_WORK ITEM:_
Lines that include the string "each" are the ones to copy from the entries below.

_RECORDS TO PROCESS:_
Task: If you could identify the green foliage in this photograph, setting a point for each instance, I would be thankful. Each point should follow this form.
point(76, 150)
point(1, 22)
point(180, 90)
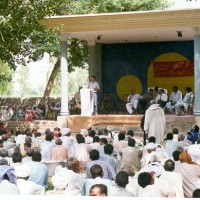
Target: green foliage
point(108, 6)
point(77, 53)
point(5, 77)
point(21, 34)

* * *

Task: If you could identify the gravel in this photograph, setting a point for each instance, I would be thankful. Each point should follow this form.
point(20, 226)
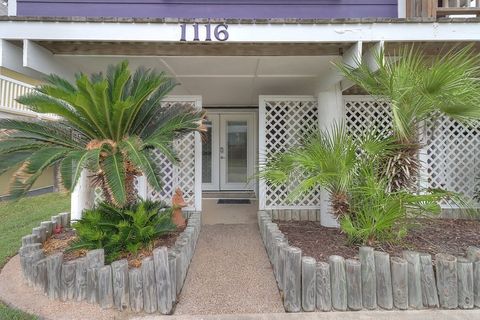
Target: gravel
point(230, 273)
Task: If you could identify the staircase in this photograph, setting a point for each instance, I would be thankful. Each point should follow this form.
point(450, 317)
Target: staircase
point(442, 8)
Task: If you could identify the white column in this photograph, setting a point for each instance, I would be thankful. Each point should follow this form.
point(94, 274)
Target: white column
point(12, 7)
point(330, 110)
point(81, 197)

_ANSWER SPACE:_
Task: If you could identify the green foliage in this photograph, setting a point for each instance, I would be thankful. Each point should follow this form.
Task: If you could identify the gravel in this photograph, setting a point for each instance, I would be thankful. Each point should follow this form.
Task: If you could identify the staircase in this photograph, setting a point for each instance, I would be thankful. Each point should follow this form.
Task: If you could identify the white column in this photograph, setting a point for each instance, I would be thankful. Each point should follow this form.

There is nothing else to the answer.